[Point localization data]
▼

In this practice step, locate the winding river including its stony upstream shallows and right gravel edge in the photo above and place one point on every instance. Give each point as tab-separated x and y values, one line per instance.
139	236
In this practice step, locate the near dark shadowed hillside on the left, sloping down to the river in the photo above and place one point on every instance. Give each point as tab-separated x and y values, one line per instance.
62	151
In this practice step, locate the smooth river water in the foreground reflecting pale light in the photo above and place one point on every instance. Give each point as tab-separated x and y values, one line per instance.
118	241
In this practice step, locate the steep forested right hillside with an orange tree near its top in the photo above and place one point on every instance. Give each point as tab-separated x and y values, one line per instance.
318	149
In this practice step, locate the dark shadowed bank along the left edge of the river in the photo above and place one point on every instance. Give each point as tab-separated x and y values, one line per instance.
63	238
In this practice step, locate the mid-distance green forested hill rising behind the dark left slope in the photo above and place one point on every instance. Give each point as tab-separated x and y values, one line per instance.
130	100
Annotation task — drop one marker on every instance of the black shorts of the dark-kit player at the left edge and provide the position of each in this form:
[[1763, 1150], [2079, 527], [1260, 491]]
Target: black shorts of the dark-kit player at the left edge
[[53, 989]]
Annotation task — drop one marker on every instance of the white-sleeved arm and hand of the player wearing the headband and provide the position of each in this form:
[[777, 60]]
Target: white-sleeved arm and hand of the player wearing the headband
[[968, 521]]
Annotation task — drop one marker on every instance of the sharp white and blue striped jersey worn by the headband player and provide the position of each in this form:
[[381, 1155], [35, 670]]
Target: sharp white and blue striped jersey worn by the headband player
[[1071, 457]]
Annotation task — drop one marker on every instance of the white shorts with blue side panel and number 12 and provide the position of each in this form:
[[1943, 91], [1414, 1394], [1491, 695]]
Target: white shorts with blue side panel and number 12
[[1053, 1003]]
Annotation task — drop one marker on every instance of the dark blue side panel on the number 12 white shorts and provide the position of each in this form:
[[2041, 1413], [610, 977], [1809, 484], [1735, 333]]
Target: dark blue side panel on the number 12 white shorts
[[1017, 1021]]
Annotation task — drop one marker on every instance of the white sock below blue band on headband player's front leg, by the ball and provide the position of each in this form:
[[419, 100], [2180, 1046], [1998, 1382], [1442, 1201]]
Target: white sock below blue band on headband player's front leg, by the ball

▲

● TASK ITEM: Filter by the word "sock": copy every line of the data that holds it.

● FINAL ANSWER:
Annotation task — drop one marker on every instance of the white sock below blue band on headband player's front leg, by the ball and provide the position of each in this form:
Target: white sock below blue band on headband player's front leg, by the ball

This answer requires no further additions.